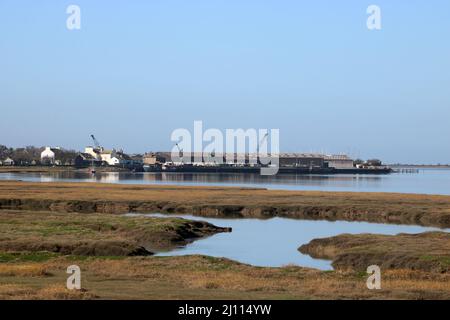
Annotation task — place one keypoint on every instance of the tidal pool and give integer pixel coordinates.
(274, 242)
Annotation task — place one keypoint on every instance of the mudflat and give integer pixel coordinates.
(425, 210)
(46, 227)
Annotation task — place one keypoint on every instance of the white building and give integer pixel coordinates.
(339, 161)
(111, 157)
(8, 162)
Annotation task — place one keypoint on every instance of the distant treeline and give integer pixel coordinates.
(32, 155)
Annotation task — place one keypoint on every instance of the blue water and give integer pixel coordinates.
(274, 242)
(427, 181)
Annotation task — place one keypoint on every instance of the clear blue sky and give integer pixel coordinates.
(139, 69)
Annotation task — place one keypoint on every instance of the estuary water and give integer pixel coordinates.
(274, 242)
(425, 181)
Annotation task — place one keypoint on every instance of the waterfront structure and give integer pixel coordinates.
(50, 155)
(110, 157)
(8, 162)
(339, 161)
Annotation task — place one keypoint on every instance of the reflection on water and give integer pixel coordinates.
(274, 242)
(429, 181)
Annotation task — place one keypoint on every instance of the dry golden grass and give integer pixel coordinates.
(115, 198)
(23, 270)
(196, 277)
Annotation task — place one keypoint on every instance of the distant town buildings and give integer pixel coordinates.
(7, 162)
(51, 155)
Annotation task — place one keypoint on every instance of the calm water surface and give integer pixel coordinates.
(427, 181)
(274, 242)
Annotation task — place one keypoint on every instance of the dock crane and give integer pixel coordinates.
(261, 142)
(99, 148)
(96, 143)
(180, 153)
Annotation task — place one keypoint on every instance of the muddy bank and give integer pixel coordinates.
(200, 277)
(96, 234)
(428, 251)
(426, 210)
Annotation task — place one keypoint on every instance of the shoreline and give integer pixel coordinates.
(81, 227)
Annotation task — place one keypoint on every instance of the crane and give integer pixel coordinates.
(261, 142)
(180, 152)
(98, 147)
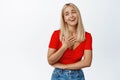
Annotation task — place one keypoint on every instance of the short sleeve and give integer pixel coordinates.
(54, 41)
(88, 42)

- What is asked: Switch "keypoint" to "marker" in the entries starting at the line that contains "shoreline and give integer pixel coordinates." and ending with the last entry, leaving everything else unchanged. Reproduce only those lines and leave the pictures out.

- Response to this task:
Annotation task — place one marker on every instance of the shoreline and give integer pixel coordinates.
(81, 227)
Annotation task — place one marker on every instance of the crane and give integer pixel coordinates.
(261, 142)
(180, 152)
(98, 147)
Annotation task — place one marker on every instance of the short sleeve and give integer pixel coordinates.
(54, 41)
(88, 42)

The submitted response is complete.